The answer should consist of each line from the data below that includes "wispy".

Segment Start: Records supplied

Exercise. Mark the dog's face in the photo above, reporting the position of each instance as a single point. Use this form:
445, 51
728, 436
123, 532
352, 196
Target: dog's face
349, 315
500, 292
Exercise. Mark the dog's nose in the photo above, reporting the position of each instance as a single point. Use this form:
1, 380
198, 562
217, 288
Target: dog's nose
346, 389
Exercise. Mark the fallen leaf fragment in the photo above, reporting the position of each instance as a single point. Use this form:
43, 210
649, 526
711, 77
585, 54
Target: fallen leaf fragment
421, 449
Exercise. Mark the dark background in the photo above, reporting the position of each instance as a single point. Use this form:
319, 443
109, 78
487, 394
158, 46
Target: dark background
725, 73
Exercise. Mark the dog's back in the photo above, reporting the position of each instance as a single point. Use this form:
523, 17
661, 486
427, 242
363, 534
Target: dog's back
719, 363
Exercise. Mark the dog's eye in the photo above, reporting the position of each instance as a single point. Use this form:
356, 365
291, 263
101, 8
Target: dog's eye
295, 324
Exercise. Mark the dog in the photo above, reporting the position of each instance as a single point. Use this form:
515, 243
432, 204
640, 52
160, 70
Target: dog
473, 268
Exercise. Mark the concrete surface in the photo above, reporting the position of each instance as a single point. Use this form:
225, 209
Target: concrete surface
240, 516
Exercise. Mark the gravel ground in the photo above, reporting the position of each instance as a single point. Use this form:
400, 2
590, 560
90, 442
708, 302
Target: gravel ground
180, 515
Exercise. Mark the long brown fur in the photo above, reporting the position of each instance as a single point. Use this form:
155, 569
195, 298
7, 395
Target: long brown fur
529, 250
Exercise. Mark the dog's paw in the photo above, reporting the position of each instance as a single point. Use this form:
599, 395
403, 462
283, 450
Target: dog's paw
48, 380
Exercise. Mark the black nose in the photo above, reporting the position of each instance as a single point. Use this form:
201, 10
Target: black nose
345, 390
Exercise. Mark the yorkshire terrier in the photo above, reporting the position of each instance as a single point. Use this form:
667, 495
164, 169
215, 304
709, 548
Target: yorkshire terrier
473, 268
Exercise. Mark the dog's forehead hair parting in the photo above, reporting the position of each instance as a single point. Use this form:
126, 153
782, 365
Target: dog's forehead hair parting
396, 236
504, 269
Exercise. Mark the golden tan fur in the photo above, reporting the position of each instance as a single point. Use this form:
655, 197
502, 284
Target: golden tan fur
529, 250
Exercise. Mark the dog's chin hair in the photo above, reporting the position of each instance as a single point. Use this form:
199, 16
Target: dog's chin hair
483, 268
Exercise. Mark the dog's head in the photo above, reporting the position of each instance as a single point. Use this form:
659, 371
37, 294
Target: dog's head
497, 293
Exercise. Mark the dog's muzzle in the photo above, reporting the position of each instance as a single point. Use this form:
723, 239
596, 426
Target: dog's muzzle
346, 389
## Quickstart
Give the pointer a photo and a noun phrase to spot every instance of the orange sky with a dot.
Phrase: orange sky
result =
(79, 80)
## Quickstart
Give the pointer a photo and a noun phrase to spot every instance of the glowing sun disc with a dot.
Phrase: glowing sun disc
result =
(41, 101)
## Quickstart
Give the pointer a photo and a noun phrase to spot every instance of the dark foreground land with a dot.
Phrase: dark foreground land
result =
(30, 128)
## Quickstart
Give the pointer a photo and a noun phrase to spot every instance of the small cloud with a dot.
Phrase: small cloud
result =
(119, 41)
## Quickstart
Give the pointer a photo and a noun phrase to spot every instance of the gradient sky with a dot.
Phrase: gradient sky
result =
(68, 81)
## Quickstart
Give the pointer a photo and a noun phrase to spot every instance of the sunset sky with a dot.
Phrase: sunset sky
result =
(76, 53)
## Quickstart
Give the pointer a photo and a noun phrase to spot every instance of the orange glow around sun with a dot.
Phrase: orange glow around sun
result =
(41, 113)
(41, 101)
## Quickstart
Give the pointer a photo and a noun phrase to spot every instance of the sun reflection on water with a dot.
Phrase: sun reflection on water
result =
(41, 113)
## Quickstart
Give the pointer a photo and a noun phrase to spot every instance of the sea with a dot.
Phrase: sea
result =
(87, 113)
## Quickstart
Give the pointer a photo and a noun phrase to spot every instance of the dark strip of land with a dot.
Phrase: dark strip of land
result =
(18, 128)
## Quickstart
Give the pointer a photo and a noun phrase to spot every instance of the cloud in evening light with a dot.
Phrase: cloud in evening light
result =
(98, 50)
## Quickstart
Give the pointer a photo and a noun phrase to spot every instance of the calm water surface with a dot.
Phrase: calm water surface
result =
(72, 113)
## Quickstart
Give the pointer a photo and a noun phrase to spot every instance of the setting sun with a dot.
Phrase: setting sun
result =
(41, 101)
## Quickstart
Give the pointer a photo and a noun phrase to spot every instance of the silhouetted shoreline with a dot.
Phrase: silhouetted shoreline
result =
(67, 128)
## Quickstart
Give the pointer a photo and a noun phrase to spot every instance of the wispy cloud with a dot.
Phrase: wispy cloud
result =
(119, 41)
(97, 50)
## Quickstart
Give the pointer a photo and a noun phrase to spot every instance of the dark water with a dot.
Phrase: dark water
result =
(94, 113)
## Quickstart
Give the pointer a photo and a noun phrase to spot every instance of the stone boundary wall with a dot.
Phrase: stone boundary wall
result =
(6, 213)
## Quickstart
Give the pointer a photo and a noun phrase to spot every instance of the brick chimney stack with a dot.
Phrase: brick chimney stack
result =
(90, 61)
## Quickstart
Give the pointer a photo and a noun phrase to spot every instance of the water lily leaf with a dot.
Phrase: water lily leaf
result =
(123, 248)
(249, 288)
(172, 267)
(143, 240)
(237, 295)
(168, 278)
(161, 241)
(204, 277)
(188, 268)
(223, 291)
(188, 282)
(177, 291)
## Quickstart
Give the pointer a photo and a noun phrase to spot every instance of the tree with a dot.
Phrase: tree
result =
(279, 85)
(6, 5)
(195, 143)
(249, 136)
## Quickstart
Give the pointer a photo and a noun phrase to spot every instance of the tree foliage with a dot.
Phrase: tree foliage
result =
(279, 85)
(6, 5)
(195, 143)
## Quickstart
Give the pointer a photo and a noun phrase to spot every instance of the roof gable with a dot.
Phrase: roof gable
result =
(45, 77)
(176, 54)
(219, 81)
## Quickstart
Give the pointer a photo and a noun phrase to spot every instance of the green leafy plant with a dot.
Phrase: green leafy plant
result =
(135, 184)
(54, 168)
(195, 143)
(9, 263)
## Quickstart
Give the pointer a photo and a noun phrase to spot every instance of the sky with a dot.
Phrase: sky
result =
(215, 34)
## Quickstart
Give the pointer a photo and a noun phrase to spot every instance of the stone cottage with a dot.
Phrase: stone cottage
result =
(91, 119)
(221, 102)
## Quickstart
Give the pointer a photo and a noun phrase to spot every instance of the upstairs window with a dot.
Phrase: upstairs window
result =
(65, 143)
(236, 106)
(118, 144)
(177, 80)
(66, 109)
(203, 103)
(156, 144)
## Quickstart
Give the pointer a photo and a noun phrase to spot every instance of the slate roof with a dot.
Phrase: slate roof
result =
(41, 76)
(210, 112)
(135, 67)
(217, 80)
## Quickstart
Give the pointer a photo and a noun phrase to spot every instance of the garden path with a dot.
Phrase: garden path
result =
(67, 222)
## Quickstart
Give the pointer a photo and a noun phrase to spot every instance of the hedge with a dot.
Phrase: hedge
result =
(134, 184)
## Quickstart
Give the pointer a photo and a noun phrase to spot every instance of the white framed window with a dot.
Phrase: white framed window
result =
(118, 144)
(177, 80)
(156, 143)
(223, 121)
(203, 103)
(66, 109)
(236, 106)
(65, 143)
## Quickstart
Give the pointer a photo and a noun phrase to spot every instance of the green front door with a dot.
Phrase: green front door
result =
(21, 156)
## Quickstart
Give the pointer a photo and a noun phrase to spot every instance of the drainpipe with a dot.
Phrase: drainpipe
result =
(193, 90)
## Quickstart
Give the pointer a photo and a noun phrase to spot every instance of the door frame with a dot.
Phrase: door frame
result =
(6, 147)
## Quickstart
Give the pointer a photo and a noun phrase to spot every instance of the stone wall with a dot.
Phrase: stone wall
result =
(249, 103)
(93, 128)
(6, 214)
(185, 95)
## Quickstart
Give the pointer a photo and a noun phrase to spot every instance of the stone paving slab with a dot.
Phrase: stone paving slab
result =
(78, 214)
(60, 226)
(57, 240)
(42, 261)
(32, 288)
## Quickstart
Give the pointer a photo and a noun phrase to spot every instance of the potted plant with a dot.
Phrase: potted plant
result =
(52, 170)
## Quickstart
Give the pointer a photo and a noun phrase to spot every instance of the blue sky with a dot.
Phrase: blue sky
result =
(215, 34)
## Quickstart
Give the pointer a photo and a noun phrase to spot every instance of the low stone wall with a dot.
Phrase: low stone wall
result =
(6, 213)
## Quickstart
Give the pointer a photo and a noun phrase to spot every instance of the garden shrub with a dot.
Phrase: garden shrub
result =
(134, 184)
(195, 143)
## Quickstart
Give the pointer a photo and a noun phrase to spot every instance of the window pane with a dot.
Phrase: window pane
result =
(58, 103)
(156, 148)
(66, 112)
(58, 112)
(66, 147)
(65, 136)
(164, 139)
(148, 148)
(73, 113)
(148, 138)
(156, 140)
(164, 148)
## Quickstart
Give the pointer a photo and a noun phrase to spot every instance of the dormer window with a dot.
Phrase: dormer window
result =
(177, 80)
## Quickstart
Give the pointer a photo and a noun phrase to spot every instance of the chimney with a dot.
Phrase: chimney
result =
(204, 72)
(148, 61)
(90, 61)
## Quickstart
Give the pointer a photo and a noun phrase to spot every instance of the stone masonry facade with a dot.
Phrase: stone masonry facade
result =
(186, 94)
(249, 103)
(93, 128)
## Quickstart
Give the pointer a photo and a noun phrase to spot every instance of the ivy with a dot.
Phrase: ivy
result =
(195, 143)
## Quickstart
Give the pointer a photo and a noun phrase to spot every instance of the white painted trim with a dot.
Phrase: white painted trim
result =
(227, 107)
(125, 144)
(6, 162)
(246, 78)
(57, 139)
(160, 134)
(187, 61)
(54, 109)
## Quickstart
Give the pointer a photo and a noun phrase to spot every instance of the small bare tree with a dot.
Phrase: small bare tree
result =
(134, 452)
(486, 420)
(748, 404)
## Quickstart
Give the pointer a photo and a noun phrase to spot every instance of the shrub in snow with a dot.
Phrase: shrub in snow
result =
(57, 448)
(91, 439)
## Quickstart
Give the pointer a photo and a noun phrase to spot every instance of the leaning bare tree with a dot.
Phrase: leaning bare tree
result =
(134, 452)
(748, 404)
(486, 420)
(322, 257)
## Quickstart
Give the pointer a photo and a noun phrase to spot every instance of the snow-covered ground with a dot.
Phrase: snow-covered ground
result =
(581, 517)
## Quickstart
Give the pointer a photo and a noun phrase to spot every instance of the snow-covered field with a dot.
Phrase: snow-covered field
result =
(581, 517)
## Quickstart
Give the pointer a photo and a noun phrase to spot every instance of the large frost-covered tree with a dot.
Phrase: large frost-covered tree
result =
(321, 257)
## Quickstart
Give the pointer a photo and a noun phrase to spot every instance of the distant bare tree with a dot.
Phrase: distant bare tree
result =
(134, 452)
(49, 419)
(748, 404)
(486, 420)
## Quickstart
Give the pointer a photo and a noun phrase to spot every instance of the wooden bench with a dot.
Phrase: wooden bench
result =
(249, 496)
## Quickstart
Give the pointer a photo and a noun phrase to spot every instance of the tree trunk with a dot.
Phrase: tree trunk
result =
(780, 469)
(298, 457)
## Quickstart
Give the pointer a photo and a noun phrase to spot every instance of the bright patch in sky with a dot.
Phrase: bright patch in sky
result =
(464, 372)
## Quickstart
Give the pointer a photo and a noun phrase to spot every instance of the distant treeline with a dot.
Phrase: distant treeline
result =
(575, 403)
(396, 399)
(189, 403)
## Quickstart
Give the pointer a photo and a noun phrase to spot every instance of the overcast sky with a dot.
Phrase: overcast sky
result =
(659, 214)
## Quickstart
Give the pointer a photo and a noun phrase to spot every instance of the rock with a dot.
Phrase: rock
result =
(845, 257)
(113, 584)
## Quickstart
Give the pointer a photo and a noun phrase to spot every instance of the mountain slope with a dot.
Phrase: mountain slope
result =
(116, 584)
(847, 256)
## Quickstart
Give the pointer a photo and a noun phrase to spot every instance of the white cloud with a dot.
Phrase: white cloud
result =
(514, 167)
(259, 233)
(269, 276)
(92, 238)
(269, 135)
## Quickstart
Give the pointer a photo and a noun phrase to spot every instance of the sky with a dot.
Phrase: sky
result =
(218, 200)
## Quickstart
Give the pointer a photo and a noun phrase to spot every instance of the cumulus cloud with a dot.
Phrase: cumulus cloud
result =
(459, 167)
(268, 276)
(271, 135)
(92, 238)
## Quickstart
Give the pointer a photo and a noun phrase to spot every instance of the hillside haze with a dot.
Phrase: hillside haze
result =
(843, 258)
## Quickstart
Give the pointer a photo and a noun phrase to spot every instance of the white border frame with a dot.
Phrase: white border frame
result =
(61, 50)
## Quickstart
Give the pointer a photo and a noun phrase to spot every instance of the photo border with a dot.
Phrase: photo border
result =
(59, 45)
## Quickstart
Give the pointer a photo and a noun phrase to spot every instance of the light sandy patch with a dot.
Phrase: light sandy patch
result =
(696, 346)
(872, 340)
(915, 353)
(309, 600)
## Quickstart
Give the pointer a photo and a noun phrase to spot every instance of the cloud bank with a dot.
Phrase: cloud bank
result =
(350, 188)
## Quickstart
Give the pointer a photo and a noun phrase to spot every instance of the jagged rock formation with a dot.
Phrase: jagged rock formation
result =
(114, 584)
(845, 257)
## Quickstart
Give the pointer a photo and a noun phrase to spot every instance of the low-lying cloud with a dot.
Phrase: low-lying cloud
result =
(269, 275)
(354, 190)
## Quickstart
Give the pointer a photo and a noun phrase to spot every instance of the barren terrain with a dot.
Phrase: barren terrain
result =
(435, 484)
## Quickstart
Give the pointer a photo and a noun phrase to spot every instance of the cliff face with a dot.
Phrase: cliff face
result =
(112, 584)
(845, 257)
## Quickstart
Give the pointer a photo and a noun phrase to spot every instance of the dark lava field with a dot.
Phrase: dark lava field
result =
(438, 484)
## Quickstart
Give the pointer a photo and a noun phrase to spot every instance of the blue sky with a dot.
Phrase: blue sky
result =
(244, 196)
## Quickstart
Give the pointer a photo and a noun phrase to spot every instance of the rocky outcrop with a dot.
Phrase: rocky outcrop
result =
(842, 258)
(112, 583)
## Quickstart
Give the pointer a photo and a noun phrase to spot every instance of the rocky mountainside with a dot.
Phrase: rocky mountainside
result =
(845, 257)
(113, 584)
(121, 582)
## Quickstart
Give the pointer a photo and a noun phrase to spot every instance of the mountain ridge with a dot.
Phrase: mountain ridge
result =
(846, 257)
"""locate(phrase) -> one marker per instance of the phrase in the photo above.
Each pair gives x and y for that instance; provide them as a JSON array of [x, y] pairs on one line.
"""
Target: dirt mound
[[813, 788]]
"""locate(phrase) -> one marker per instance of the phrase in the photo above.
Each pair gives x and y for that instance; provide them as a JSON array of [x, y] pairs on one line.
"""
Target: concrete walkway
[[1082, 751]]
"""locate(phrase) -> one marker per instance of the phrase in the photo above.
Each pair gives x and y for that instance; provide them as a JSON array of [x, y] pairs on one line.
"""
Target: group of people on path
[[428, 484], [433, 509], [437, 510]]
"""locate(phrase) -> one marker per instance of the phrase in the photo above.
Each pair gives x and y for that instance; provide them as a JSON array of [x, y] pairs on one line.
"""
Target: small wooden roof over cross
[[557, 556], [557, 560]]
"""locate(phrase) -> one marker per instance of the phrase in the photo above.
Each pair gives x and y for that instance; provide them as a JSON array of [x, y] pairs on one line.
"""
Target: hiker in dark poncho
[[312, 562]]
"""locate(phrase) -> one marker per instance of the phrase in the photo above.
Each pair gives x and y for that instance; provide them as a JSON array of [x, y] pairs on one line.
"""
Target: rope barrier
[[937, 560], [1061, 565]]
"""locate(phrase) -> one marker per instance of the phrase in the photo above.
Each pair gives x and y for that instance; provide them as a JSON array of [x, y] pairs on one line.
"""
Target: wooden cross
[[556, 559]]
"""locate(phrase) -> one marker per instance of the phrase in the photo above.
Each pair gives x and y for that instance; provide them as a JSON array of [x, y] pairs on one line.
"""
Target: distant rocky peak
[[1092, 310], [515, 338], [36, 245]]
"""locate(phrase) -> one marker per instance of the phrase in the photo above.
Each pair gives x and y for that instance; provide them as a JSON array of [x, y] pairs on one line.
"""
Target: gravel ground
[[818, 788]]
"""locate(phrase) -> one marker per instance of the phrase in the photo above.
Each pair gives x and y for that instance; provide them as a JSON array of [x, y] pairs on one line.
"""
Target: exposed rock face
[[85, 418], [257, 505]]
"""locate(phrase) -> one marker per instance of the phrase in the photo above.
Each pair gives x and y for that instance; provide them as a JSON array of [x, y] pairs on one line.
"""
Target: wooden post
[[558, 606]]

Segment End: Records supplied

=== Problem solution ===
Give the pointer a photo and a noun phrase to spot every instance of the wispy cloud with a dot.
Phrase: wispy cloud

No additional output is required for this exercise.